Excerpt provided:
* * * * * * * * *
Musings

Attended a wedding in Bayonne, NJ a couple weekends ago.  Here’s a snippet of conversation:

RKDeem: Who are those poor kids stuck up on the stage behind the minister?
Wife:  Those are alter boys.
RKDeem:  How come they have to be here on a Saturday afternoon for a wedding for people they don’t even know?
Wife:  That’s all part of being an alter boy.
RKDeem:  Holy cow, that stinks for them, do they get paid?
Wife:  THEY GET TO GO TO HEAVEN!
RKDeem:  I still think they should get paid.

Attended Shad Fest with the kids this weekend.  We were watching a row boat row across the river that was dragging a big net in an attempt to net shad that were migrating upstream.  We are on an island on the Delaware River.  Winston declares that he needs to the bathroom.  We are nowhere near a bathroom and he is indicating the situation is urgent.  I ask my sister to watch Dalia and I take Winston deep into the woods to hopefully introduce him to the art of public urination.  We walk about a mile down a trail trying to find a spot that is totally secluded where Winston can relieve himself.  I first encouraged him to go in his diaper, but that is beneath him now that he is potty trained.  We find a spot that has a semblance of privacy and I encourage him to pee.  He can’t pull his pants down.  My plan has totally backfired now, Winston is requiring assistance, and there would be nothing worse than some hiker seeing an older man disrobing a 3 year old in the woods.  Winston is flipping out, he really needs to pee.  I am stuck between a rock and a hard place.  What do I do?  I quickly yank his pants down and tell him to go, pronto!  He immediately starts to pee and gets it all over my feet.  These types of scenarios are exactly why my wife is reluctant to leave the kids with her husband.  I return to Dalia and my sister, dip my feet in the freezing waters of the Delaware River.
* * * * * * * * *
Written exercise: Pick up the musings post above, with its Bayonne wedding and Shad Fest stories, right after its last sentence.
* * * * * * * * *
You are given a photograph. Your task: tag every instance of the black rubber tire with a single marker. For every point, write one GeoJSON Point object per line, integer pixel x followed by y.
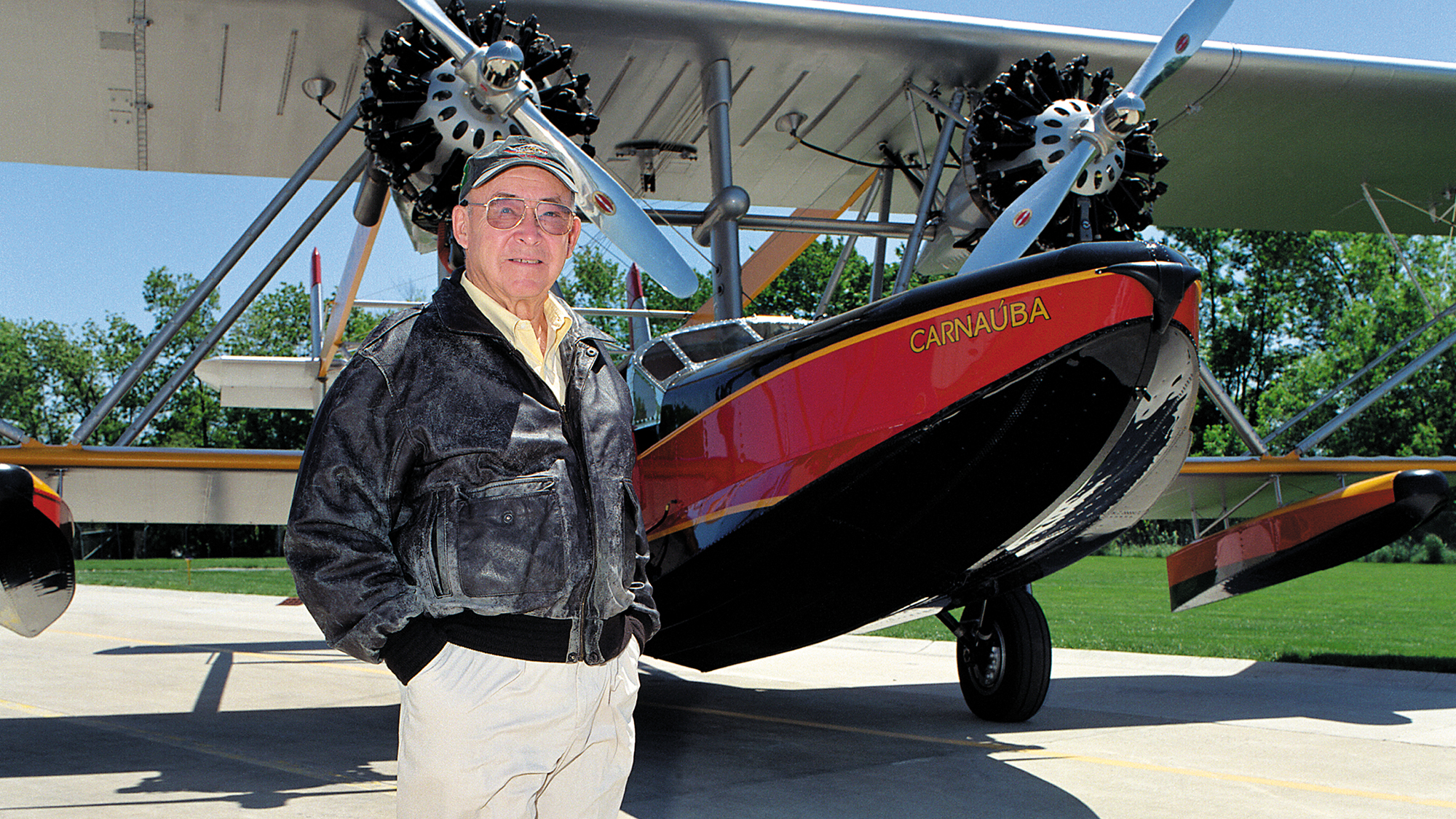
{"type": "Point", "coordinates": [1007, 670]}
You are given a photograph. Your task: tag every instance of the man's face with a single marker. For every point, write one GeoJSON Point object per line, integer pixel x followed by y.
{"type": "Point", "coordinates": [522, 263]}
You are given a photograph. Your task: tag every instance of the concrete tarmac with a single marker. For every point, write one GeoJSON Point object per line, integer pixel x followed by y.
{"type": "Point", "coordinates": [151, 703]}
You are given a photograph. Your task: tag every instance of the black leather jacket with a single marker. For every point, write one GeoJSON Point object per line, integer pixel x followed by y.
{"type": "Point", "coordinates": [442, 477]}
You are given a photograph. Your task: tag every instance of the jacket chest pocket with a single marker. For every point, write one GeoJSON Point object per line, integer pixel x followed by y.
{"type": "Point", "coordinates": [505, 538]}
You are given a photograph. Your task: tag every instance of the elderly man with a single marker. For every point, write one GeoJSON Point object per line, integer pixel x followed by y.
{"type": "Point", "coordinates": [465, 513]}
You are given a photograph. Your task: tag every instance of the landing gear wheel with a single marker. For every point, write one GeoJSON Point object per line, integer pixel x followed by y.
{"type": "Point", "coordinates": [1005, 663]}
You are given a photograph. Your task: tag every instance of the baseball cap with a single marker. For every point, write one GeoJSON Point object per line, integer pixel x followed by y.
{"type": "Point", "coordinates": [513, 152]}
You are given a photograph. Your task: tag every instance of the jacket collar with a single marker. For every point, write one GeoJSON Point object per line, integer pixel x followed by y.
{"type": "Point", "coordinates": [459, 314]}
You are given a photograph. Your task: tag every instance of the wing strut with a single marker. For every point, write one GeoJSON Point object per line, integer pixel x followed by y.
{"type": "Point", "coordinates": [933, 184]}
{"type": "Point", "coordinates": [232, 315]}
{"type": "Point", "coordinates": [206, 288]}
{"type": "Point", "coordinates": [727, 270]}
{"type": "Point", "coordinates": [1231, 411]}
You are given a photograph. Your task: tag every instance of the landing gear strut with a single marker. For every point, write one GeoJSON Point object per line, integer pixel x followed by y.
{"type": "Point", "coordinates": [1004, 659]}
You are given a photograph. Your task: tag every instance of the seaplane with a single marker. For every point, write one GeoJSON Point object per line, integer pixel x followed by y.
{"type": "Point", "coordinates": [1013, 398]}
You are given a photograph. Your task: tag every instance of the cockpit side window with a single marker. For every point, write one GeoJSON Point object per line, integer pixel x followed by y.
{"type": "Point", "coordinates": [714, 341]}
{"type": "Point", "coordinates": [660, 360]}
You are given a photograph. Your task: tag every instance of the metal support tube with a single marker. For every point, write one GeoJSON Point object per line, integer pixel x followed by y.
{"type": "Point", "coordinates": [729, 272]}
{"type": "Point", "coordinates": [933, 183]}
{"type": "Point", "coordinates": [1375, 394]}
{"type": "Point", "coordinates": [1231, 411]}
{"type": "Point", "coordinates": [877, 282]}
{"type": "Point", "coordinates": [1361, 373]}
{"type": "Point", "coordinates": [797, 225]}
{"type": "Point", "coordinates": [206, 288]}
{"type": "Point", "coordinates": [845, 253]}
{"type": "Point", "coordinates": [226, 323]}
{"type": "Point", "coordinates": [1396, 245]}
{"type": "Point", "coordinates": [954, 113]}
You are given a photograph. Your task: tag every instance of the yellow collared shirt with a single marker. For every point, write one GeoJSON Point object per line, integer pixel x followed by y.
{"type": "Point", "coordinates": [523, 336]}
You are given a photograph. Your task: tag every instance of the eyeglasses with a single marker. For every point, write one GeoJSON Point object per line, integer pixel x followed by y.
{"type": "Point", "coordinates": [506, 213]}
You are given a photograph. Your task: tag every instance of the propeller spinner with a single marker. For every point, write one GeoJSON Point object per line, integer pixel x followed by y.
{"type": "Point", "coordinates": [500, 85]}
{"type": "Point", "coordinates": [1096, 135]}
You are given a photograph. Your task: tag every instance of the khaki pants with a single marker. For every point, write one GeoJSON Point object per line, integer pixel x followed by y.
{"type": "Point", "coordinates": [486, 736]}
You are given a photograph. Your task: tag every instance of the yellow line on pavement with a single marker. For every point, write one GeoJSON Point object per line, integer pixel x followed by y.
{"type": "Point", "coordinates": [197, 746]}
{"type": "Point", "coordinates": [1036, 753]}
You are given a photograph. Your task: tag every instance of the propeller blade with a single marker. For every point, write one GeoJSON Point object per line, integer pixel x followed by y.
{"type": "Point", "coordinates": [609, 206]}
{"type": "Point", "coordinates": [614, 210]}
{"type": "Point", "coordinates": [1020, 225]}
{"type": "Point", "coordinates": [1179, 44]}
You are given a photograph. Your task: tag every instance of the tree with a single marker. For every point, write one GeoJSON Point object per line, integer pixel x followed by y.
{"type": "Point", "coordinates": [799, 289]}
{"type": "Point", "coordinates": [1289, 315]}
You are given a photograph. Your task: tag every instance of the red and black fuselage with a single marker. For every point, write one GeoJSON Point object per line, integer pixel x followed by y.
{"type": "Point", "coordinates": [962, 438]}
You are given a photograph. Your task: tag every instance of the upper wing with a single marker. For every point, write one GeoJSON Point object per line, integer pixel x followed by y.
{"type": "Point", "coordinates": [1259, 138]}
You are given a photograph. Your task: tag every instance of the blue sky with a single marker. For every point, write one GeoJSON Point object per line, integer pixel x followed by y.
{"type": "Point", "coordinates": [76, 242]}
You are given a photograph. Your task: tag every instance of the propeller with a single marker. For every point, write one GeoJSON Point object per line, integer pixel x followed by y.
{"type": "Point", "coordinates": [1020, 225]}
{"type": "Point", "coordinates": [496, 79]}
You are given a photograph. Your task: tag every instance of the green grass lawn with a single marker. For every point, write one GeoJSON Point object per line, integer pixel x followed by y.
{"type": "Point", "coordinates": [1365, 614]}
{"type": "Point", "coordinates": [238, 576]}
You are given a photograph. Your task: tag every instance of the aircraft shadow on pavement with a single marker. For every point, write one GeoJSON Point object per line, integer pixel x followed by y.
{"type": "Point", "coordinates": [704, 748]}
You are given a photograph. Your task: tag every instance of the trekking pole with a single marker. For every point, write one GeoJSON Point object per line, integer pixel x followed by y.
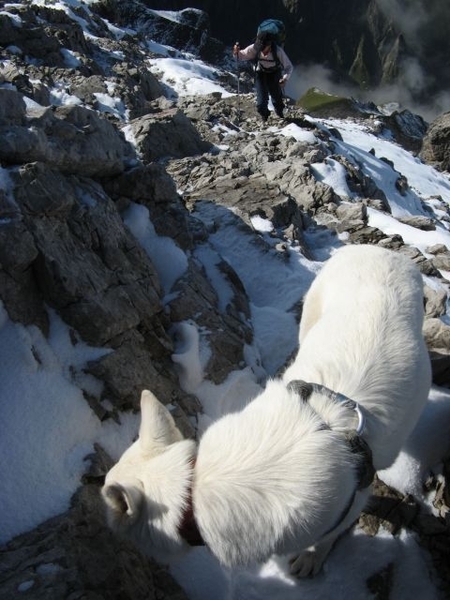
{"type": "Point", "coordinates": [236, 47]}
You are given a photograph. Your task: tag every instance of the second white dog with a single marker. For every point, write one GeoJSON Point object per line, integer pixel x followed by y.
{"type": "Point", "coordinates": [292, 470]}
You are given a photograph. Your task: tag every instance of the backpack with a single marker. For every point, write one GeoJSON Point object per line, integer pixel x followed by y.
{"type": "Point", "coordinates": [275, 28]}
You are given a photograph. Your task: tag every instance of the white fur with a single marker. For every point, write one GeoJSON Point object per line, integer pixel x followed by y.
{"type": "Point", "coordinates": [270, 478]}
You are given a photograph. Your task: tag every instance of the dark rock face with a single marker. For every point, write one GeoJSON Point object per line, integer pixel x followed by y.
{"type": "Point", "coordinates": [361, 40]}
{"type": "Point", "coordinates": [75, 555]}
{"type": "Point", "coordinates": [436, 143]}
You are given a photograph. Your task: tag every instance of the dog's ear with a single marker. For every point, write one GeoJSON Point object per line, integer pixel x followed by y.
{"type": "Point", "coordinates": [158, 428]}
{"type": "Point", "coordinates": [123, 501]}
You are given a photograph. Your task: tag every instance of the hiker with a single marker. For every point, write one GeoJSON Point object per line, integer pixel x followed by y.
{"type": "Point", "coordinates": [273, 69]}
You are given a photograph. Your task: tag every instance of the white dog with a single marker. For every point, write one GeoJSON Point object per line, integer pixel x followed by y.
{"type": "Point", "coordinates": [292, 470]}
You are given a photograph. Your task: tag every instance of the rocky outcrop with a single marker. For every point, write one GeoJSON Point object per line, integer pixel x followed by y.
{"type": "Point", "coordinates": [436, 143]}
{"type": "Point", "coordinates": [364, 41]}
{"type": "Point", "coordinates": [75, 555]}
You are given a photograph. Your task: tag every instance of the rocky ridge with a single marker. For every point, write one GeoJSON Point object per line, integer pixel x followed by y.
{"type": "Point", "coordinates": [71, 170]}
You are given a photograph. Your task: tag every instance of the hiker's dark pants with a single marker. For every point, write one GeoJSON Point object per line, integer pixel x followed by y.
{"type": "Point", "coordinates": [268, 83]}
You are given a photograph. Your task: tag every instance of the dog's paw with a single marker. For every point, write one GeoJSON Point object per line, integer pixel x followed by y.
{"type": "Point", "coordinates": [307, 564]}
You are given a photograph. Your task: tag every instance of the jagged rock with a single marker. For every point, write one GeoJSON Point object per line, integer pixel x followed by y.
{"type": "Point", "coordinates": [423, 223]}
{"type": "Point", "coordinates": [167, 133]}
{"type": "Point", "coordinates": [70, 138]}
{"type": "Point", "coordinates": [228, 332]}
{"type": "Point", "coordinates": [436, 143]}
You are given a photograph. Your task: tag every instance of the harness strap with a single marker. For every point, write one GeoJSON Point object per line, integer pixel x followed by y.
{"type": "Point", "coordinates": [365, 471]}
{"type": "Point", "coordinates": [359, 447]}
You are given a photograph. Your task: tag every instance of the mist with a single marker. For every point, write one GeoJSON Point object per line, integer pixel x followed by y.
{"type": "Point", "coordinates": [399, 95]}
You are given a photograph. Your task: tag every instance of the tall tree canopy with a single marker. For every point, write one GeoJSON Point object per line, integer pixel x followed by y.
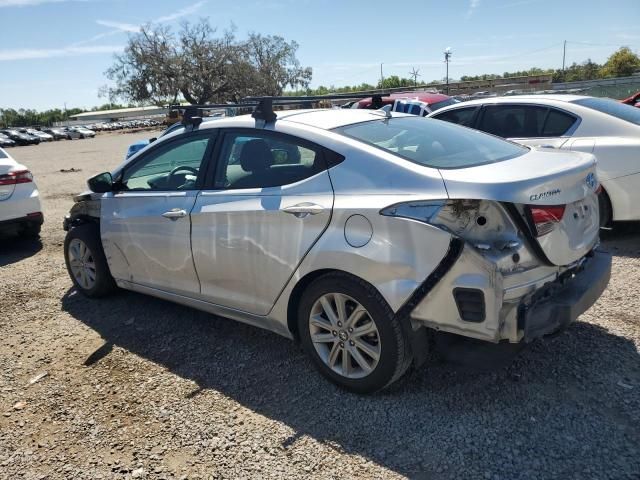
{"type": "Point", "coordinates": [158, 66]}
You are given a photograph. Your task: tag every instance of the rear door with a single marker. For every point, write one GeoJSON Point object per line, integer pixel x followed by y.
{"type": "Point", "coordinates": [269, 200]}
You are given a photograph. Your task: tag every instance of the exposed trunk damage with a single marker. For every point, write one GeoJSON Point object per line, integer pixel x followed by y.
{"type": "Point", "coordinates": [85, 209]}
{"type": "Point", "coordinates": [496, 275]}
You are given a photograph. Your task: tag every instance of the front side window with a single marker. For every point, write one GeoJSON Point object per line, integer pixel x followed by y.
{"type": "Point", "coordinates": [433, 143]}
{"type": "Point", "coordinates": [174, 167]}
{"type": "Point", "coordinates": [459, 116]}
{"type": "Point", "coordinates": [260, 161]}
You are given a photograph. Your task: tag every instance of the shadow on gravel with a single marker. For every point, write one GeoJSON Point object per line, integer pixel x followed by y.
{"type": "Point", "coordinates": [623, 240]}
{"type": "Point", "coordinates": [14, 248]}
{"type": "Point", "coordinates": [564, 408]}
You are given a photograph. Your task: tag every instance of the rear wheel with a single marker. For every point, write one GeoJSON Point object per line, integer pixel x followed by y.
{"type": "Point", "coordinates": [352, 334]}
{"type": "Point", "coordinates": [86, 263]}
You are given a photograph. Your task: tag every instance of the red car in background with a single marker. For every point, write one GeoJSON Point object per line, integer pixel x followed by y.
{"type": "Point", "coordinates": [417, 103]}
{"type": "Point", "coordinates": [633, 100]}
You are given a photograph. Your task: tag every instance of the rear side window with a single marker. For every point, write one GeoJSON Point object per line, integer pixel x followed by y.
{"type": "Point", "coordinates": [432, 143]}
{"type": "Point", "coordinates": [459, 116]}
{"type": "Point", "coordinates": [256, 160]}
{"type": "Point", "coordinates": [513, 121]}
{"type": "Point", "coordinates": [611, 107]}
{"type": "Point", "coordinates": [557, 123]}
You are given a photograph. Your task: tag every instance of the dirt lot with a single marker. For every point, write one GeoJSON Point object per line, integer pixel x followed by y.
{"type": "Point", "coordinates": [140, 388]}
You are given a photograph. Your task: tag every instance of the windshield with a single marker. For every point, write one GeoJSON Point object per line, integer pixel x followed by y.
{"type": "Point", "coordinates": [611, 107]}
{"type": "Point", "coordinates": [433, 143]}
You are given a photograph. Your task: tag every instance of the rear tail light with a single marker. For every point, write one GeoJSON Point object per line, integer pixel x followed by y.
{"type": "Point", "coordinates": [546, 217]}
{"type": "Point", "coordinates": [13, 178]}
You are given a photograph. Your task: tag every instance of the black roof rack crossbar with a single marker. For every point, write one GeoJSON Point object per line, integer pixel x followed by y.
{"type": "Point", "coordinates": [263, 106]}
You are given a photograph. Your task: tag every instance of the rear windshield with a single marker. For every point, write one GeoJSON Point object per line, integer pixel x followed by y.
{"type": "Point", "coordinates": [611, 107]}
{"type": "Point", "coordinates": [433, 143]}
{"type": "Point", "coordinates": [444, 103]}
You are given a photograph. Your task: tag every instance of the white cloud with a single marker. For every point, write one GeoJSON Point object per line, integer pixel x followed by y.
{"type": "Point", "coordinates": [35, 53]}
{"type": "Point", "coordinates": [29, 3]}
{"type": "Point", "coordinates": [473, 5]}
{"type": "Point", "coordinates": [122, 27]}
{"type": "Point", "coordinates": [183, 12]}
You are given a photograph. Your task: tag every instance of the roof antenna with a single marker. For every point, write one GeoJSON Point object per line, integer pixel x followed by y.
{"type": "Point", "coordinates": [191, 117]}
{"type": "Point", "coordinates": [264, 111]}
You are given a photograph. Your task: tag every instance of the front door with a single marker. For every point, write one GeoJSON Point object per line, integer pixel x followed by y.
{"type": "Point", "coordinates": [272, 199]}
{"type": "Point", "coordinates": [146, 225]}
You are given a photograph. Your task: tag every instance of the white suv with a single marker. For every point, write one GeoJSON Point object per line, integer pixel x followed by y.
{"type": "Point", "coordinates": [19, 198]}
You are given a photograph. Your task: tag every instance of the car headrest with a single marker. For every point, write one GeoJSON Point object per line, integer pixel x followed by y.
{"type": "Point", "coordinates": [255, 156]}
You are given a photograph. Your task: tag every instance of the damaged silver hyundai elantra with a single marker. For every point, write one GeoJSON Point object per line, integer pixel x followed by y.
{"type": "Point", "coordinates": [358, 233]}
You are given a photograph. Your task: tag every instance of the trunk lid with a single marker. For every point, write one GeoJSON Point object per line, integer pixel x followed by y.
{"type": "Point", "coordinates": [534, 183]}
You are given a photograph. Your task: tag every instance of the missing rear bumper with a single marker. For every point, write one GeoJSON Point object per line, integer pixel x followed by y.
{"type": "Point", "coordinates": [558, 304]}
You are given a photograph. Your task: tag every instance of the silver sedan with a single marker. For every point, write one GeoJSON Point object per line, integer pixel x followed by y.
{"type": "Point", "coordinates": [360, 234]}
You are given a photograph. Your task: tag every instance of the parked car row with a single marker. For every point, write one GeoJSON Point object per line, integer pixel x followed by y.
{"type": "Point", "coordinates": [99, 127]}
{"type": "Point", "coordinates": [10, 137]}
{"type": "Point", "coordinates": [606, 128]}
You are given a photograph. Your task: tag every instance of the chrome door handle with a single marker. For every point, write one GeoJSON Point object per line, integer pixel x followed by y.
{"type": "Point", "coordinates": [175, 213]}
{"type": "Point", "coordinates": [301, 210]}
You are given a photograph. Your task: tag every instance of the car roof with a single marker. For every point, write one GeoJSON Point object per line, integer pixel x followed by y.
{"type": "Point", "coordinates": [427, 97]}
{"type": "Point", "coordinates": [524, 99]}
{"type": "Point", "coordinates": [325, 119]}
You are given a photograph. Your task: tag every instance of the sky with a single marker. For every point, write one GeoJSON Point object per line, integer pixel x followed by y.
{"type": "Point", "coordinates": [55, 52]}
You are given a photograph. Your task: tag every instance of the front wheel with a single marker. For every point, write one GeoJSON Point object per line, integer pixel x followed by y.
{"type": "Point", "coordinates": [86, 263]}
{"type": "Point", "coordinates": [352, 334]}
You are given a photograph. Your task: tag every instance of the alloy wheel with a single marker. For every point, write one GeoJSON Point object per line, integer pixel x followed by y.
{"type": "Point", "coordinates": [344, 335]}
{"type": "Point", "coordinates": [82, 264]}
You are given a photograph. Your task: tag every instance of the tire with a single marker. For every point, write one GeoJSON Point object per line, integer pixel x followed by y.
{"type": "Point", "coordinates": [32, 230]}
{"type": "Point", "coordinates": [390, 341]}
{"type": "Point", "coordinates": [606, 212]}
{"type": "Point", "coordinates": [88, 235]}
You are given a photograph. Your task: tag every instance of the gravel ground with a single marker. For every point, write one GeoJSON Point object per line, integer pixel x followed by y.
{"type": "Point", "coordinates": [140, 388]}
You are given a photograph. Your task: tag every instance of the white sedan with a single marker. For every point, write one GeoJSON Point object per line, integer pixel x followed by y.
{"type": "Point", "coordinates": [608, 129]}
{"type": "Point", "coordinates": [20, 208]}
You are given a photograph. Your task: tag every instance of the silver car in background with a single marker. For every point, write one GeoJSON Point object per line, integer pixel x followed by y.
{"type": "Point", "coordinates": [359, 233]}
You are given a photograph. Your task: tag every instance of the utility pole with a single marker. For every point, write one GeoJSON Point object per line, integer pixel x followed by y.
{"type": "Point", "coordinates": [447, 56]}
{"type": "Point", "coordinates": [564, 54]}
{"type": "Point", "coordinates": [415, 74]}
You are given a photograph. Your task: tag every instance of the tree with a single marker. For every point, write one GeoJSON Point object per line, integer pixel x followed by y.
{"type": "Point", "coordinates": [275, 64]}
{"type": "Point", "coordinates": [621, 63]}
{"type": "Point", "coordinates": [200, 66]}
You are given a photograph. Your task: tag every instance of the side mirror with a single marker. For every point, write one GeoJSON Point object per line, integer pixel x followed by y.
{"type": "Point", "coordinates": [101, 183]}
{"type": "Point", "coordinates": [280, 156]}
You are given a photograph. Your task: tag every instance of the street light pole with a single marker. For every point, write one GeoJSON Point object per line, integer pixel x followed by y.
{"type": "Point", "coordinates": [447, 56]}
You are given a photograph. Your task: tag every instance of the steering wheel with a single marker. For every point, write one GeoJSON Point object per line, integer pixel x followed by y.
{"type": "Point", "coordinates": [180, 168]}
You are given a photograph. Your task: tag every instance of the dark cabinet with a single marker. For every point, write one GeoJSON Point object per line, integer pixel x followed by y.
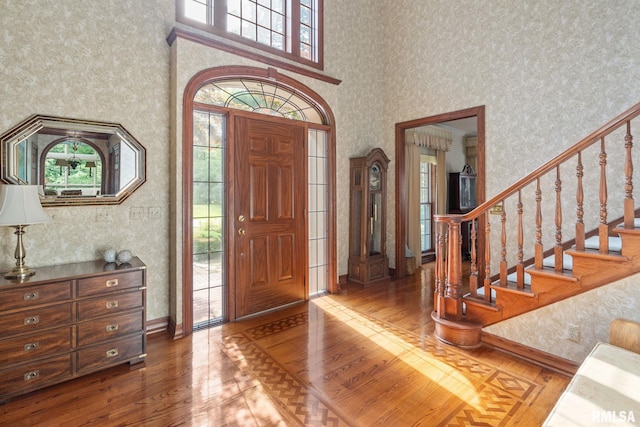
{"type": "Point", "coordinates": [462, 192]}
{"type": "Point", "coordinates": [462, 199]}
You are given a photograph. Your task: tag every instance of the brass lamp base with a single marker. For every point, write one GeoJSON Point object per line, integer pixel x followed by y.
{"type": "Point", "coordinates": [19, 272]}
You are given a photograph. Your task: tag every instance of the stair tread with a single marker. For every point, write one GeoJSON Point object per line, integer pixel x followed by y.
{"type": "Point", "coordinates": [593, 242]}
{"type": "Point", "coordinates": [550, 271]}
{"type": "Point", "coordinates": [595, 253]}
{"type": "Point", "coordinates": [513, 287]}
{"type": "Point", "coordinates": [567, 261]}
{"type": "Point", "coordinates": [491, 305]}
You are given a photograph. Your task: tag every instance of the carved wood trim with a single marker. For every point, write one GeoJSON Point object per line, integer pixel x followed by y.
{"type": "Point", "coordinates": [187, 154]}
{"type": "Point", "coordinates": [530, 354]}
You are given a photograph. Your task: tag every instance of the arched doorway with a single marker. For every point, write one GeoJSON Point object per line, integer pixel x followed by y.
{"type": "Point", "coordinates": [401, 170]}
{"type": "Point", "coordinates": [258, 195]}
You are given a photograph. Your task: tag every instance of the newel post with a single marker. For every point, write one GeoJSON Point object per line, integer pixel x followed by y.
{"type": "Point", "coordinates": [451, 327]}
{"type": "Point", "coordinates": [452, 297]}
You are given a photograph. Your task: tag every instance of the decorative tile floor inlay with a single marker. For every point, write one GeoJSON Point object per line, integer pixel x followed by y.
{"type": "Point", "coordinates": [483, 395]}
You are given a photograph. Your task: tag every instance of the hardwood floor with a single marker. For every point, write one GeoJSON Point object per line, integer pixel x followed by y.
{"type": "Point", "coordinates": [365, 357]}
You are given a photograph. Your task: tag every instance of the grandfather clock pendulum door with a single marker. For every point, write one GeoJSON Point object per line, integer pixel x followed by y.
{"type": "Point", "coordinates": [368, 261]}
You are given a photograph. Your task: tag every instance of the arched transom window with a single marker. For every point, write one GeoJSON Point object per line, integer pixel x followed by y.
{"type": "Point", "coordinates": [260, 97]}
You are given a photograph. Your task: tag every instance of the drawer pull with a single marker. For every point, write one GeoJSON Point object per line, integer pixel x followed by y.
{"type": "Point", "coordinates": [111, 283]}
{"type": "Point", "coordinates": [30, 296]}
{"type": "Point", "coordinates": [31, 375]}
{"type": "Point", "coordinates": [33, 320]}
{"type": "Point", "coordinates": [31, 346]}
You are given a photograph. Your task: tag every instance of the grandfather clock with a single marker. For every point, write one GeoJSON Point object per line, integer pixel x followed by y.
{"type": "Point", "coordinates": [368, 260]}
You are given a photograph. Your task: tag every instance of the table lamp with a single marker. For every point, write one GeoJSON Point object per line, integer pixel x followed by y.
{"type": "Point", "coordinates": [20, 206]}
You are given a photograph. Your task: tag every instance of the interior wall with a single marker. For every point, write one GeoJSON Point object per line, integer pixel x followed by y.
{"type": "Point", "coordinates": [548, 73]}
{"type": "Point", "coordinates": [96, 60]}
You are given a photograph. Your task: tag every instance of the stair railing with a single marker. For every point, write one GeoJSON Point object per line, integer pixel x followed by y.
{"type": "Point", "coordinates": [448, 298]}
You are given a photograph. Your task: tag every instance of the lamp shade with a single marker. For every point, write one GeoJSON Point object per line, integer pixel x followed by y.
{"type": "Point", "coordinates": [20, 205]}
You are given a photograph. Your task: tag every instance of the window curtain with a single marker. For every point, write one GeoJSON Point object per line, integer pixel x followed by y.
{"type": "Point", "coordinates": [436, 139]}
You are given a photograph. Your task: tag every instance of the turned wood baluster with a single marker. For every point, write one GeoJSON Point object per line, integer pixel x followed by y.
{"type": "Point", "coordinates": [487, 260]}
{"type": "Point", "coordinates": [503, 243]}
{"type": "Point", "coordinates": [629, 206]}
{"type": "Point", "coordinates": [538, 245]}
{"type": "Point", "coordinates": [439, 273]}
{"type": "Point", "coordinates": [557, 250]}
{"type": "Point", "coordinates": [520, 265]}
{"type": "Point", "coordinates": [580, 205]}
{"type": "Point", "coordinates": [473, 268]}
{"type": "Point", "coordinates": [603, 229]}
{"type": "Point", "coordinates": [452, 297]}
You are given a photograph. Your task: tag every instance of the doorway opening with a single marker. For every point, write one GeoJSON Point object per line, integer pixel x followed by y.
* * * * * * * * *
Task response:
Blue Cross Blue Shield just sent me a check for the $15 for the wire transfer fee.  I am hoping that is the final interaction I have to have with them.  

I don’t want you all to think I am a curmudgeon, so I wanted to pass along that I recently had an incredible customer service experience with T-Mobile.  They were very proactive and took excellent care of me, they have earned my  cell phone business for another 2 years. 

2 thoughts on “Musings

  1. Were you wearing your “newbie knight” tshirt from Buckingham Elementary School? That would have completed the scene of you pulling Winston’s pants down behind some bush in the woods.Love the husband/wife dialog!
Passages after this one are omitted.